### TEXT PROVIDED
- Opening Delimiter -

Macy's (M 1.99%) stock jumped by 19% on Thursday, May 26, after announcing earnings before the markets opened. The retailer reported better-than-expected profits and raised targets for the rest of the year. But even after soaring on the good news, the stock is not expensive.

Measuring by its price-to-earnings and price-to-free-cash-flow ratios, Macy's is selling near its lowest valuation in a decade. Meanwhile, the company's prospects are improving as management has adjusted the business to better align with current consumer tastes. Let's look closer. 

A person shopping in a department store.

Image source: Getty Images.

A more robust business coming out of economic lockdowns

Several years before the outbreak, Macy's struggled to find sales growth as people shifted their spending to online channels. The company hesitated in adapting the business out of fears it would cannibalize highly profitable sales from its brick-and-mortar stores. At the pandemic's onset, when it shut its stores to in-person shoppers, it was forced to emphasize its digital channels. 

Chart showing Macy's annual revenue falling since 2015.

M Revenue (Annual) data by YCharts

The move is paying off. Online sales soared during the pandemic, and in its most recent quarter, which ended April 30, digital sales totaled 33% of overall sales. Interestingly, Macy's noted that more than 88% of the markets with brick-and-mortar stores saw omnichannel sales growth over the first quarter of 2021. That makes sense. Customers feel more comfortable shopping online if they know there is a brick-and-mortar store near them. That way, if they need to make a return or exchange a size six shoe for a size seven, the process will be smoother and faster.

- Closing Delimiter -

### GIVEN RECORDS
- Opening Delimiter -

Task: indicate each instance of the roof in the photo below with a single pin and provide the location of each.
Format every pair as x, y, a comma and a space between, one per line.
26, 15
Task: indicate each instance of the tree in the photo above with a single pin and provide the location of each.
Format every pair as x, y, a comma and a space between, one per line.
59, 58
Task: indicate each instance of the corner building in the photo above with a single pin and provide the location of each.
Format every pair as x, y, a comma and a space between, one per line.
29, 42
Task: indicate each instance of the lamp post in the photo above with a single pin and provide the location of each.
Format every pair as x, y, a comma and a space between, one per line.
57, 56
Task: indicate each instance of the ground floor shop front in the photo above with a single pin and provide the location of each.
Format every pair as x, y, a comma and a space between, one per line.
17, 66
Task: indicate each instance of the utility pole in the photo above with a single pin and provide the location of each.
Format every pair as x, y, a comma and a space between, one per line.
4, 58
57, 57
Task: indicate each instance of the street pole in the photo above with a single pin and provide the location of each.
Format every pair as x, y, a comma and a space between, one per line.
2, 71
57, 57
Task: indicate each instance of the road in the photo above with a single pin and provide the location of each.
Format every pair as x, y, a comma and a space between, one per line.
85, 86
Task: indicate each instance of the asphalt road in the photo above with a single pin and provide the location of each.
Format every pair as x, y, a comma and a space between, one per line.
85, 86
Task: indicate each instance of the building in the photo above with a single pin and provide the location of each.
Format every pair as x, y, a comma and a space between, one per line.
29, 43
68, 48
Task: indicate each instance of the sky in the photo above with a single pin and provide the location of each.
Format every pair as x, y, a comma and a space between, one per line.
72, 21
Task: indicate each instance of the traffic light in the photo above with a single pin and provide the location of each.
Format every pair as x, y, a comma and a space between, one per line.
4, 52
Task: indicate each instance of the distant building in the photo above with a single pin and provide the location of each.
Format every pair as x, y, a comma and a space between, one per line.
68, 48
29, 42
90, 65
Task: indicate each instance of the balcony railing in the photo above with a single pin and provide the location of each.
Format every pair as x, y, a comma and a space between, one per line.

- Closing Delimiter -

### REQUIRED ACTION 1
Translate this sentence from the article on Macy's stock into Spanish: "The retailer reported better-than-expected profits and raised targets for the rest of the year."
### REQUIRED ACTION 2
Retype the passage from the article on Macy's stock that begins at the words "A person shopping" and stops after the words "falling since 2015.".
The material has no connection to the article on Macy's stock.

### WRITTEN RESPONSE 1
El minorista informó ganancias mejores de lo esperado y elevó sus objetivos para el resto del año.

### WRITTEN RESPONSE 2
A person shopping in a department store.

Image source: Getty Images.

A more robust business coming out of economic lockdowns

Several years before the outbreak, Macy's struggled to find sales growth as people shifted their spending to online channels. The company hesitated in adapting the business out of fears it would cannibalize highly profitable sales from its brick-and-mortar stores. At the pandemic's onset, when it shut its stores to in-person shoppers, it was forced to emphasize its digital channels. 

Chart showing Macy's annual revenue falling since 2015.